Provided passage:
____________________
2023-2024 Academic Catalog 
    
    Dec 21, 2024  
2023-2024 Academic Catalog [ARCHIVED CATALOG]

HGS 368 - Special Topics in Genocide


Special topics vary by semester and by instructor.

May be repeated for credit

 

SPRING 2024- SECTION 01- Horror, Monstrosity, and Western Cultural Anxieties

More than any other genre, horror is the most revealing in its ability to project a diagnosis of collective anxiety. The monstrous figure, while culturally specific, is a universal reflection and expression of fear, repulsion, fury, and even desire. This seminar engages manifestations of political and social life and how they are turned into various forms of monstrosity. Engaging cinematic and literary monsters alongside social conditions that exploit humanity (fascism, slavery, and minstrelsy) or pervert its “ideal state” (disability, relative ugliness, gender non-conformity), we will explore the genealogy of monstrosity not simply as an abnormality, but as a revelation. This course aspires to excavate the many registers of monstrosity in search of what makes it such a popular and recurring site of meaning-making.

 

SPRING 2024- SECTION 2- Anti-Black Violence and Sociologies of the Body (Politic)
____________________
Raw data:

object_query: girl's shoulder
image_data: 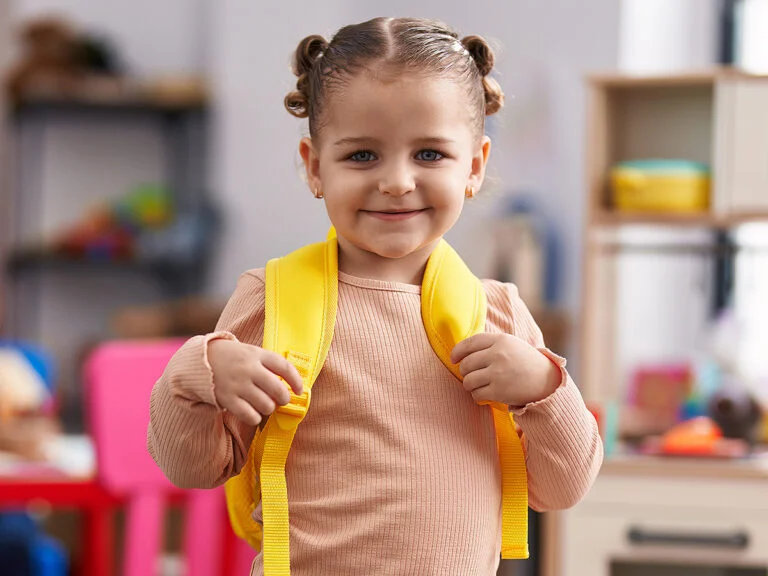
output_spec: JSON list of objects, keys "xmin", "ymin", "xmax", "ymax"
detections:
____________________
What this task involves: Please substitute "class" for "seminar" in the course description, starting at the words "More than any" and stopping after "site of meaning-making.".

The answer:
More than any other genre, horror is the most revealing in its ability to project a diagnosis of collective anxiety. The monstrous figure, while culturally specific, is a universal reflection and expression of fear, repulsion, fury, and even desire. This class engages manifestations of political and social life and how they are turned into various forms of monstrosity. Engaging cinematic and literary monsters alongside social conditions that exploit humanity (fascism, slavery, and minstrelsy) or pervert its “ideal state” (disability, relative ugliness, gender non-conformity), we will explore the genealogy of monstrosity not simply as an abnormality, but as a revelation. This course aspires to excavate the many registers of monstrosity in search of what makes it such a popular and recurring site of meaning-making.